What is needed: Retype the material below, keeping each line identical.

Records supplied:
────────────────

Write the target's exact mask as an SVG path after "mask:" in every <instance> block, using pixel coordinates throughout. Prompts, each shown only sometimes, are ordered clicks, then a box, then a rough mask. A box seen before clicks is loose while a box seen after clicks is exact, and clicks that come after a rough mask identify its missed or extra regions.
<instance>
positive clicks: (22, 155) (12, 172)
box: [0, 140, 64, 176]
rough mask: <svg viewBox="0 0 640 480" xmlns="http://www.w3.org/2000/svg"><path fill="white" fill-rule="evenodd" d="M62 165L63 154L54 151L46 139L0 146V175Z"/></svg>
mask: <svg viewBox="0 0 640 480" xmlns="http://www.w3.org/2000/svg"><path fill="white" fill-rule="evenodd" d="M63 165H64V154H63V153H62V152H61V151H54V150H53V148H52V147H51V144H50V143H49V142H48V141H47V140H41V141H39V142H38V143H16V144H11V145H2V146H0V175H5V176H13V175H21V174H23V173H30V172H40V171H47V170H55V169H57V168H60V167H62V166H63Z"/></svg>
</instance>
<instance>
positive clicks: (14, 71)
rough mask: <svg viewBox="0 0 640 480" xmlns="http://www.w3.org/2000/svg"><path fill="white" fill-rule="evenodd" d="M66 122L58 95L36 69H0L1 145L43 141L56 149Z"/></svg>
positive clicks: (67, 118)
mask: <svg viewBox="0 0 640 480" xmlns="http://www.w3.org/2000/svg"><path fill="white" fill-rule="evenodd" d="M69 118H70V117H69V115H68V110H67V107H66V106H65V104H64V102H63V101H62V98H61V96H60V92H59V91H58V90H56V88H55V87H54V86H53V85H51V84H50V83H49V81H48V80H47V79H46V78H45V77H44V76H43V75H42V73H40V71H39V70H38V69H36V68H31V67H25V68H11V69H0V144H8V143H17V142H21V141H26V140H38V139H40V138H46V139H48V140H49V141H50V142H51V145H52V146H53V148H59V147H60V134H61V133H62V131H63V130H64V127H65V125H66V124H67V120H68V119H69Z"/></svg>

────────────────

Finished exercise:
Write the target's exact mask as an SVG path after "mask:" in every <instance> block, using pixel coordinates throughout. Prompts, each shown only sometimes, are ordered clicks, then a box, then a rough mask. A box seen before clicks is loose while a box seen after clicks is exact, and clicks that come after a rough mask identify its missed or extra regions.
<instance>
positive clicks: (22, 155) (12, 172)
box: [0, 140, 64, 176]
rough mask: <svg viewBox="0 0 640 480" xmlns="http://www.w3.org/2000/svg"><path fill="white" fill-rule="evenodd" d="M62 165L63 154L54 151L46 139L0 146V175Z"/></svg>
mask: <svg viewBox="0 0 640 480" xmlns="http://www.w3.org/2000/svg"><path fill="white" fill-rule="evenodd" d="M63 165H64V154H63V153H62V152H61V151H54V150H53V148H52V147H51V144H50V143H49V142H48V141H47V140H41V141H39V142H38V143H16V144H11V145H2V146H0V175H5V176H13V175H21V174H23V173H30V172H40V171H47V170H55V169H57V168H60V167H62V166H63Z"/></svg>
</instance>
<instance>
positive clicks: (14, 71)
rough mask: <svg viewBox="0 0 640 480" xmlns="http://www.w3.org/2000/svg"><path fill="white" fill-rule="evenodd" d="M66 122L58 95L36 69H0L1 145L43 141L56 149Z"/></svg>
positive clicks: (67, 118)
mask: <svg viewBox="0 0 640 480" xmlns="http://www.w3.org/2000/svg"><path fill="white" fill-rule="evenodd" d="M69 118H70V117H69V115H68V110H67V107H66V106H65V104H64V102H63V101H62V98H61V96H60V92H59V91H58V90H56V88H55V87H54V86H53V85H51V84H50V83H49V81H48V80H47V79H46V78H45V77H44V76H43V75H42V73H40V71H39V70H38V69H36V68H31V67H25V68H11V69H0V144H8V143H17V142H21V141H26V140H38V139H40V138H46V139H48V140H49V141H50V142H51V145H52V146H53V148H59V147H60V134H61V133H62V131H63V130H64V127H65V125H66V124H67V120H68V119H69Z"/></svg>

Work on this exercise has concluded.